Copy out verbatim everything in the material below, from the line containing "Put a marker on each instance of the black" down to the last line of the material.

» DATASET EXCERPTS
** begin **
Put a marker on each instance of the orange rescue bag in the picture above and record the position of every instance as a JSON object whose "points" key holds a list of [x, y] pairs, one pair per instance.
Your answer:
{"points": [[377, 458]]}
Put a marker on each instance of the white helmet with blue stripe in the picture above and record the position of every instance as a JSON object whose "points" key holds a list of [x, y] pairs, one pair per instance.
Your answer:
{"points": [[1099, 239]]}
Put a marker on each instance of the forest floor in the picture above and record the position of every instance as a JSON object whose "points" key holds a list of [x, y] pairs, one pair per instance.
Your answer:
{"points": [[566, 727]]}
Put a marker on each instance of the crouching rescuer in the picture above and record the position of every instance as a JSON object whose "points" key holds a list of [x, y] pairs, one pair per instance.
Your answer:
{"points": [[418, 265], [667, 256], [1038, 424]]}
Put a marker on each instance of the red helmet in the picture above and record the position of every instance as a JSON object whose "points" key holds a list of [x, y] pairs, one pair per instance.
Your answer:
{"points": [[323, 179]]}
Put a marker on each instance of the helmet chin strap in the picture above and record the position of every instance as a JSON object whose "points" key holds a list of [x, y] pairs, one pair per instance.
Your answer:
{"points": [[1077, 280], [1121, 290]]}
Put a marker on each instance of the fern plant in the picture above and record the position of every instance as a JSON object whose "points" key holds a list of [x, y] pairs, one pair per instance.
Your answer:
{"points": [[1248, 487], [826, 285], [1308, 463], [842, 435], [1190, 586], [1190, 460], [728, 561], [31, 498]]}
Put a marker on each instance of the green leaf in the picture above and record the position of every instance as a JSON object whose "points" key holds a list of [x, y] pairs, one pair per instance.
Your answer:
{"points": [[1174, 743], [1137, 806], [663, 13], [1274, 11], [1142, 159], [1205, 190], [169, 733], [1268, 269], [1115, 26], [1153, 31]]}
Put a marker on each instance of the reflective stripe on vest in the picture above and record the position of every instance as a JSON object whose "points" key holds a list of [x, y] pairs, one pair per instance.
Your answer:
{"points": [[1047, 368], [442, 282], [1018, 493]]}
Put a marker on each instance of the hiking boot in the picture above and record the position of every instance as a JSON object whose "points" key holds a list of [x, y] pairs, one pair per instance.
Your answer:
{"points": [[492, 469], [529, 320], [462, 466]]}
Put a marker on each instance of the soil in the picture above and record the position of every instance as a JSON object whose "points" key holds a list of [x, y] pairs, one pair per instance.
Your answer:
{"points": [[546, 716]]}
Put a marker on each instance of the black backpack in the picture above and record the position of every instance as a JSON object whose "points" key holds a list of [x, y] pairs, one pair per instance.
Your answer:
** end **
» OUTPUT FOR THIS EXERCISE
Put a marker on each instance of the black backpack in the picture above and record the position of every instance as a JSON object whose "points" key holds a list of [x, y] pairs, one pair per instance.
Your answer:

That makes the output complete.